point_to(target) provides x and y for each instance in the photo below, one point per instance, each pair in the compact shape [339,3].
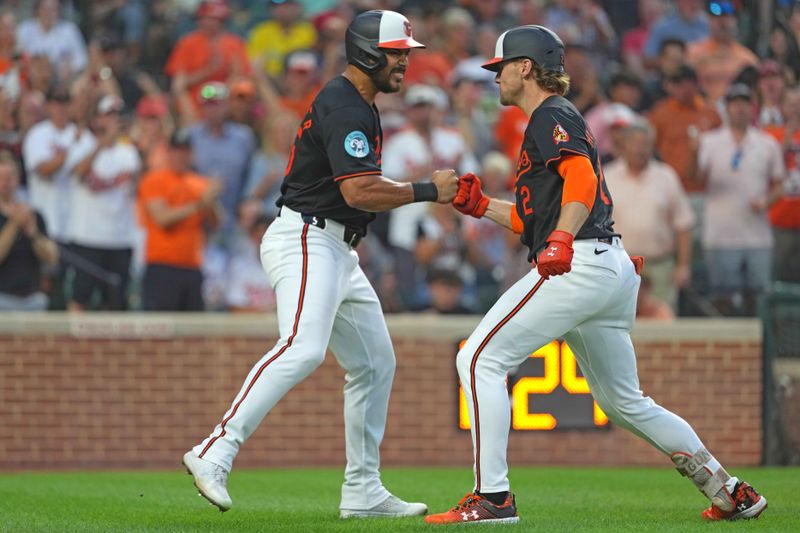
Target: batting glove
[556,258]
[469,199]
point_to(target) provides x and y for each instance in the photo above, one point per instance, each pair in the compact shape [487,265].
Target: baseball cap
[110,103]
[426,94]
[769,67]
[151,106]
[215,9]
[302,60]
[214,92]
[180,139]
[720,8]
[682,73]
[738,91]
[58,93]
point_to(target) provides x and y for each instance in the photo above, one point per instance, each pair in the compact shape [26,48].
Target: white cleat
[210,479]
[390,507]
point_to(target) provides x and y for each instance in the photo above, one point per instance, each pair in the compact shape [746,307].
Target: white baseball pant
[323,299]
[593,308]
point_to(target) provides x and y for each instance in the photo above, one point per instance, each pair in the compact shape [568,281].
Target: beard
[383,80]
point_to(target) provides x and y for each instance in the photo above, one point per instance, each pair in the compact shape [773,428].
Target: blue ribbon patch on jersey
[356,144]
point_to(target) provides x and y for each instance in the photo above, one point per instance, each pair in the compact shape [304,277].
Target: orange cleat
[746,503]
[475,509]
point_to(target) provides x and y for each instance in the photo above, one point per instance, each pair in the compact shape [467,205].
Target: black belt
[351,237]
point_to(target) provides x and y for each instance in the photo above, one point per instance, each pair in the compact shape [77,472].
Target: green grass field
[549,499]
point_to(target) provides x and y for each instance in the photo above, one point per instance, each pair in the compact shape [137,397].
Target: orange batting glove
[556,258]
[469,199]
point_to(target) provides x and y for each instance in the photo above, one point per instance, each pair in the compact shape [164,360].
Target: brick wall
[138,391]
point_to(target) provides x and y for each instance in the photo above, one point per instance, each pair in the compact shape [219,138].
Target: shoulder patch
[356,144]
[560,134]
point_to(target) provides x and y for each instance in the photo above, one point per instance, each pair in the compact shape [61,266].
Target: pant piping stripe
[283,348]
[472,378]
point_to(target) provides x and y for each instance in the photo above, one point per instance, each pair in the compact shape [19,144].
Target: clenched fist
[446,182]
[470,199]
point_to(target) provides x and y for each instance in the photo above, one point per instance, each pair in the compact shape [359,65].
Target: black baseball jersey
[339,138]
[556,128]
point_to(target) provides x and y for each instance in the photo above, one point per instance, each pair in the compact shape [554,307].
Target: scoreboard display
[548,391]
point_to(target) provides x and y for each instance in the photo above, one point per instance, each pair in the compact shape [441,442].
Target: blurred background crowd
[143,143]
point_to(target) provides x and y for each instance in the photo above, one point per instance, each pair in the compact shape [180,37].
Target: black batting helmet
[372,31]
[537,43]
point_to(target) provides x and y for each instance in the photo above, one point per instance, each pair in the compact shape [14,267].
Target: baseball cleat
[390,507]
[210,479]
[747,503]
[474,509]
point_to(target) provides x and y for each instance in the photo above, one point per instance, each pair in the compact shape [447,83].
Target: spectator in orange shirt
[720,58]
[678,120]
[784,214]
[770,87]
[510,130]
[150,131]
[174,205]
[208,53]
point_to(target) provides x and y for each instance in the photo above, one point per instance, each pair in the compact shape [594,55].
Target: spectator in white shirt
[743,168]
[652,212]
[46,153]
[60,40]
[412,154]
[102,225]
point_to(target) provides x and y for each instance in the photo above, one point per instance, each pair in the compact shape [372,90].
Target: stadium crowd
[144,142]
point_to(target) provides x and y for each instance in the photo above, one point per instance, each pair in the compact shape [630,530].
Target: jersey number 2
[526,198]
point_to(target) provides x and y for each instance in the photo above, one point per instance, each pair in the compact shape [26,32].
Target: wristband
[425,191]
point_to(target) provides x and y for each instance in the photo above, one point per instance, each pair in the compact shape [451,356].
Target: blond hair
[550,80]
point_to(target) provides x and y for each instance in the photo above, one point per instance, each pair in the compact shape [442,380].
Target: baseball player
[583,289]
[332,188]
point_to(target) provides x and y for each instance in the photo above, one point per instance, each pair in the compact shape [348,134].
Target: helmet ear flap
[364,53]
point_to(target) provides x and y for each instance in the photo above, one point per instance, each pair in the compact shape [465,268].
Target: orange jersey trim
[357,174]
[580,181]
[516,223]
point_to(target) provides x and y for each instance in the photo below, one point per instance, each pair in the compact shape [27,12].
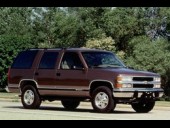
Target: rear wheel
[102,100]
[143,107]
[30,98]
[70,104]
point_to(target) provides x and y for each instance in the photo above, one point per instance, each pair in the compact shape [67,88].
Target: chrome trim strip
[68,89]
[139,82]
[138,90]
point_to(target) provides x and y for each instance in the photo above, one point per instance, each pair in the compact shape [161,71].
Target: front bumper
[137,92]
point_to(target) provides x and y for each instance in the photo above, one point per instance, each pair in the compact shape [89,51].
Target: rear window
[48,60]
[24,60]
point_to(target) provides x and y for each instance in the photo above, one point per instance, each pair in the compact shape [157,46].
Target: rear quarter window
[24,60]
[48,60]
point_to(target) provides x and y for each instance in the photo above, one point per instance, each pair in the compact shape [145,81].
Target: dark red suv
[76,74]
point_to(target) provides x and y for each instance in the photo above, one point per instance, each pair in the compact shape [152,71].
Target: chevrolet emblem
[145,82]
==
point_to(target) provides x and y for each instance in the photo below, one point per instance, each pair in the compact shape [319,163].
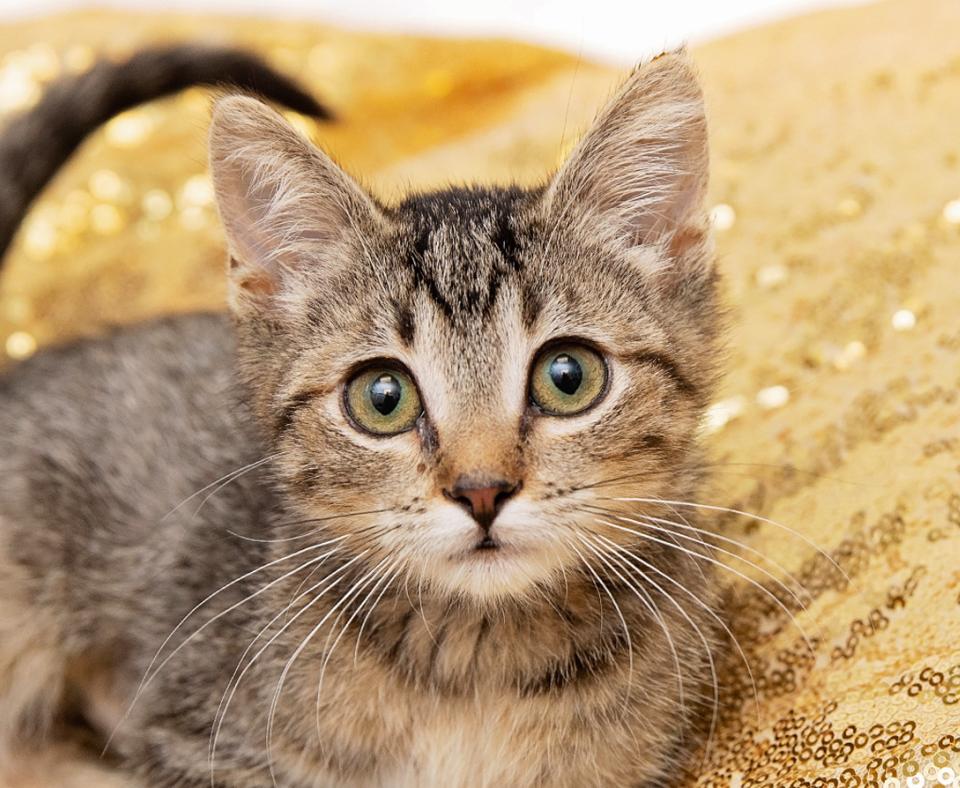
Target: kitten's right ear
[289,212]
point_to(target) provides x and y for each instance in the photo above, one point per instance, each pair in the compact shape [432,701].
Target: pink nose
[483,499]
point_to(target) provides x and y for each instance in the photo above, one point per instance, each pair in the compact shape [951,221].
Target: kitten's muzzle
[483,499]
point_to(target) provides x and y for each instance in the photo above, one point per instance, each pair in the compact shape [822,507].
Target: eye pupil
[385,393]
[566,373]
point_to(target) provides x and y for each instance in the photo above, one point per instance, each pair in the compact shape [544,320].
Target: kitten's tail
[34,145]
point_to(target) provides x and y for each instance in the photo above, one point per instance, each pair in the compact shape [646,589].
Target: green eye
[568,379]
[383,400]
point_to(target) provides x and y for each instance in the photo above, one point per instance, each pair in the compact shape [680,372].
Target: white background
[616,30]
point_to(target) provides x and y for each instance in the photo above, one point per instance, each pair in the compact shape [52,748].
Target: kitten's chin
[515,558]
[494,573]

◆ **What is asked**
Please identify every line in the records above that contains the string "orange" and copy each of those lines. Case counts.

◆ **Solution to the problem**
Target: orange cleat
Target: orange batting glove
Target: spectator in orange shirt
Target: orange jersey trim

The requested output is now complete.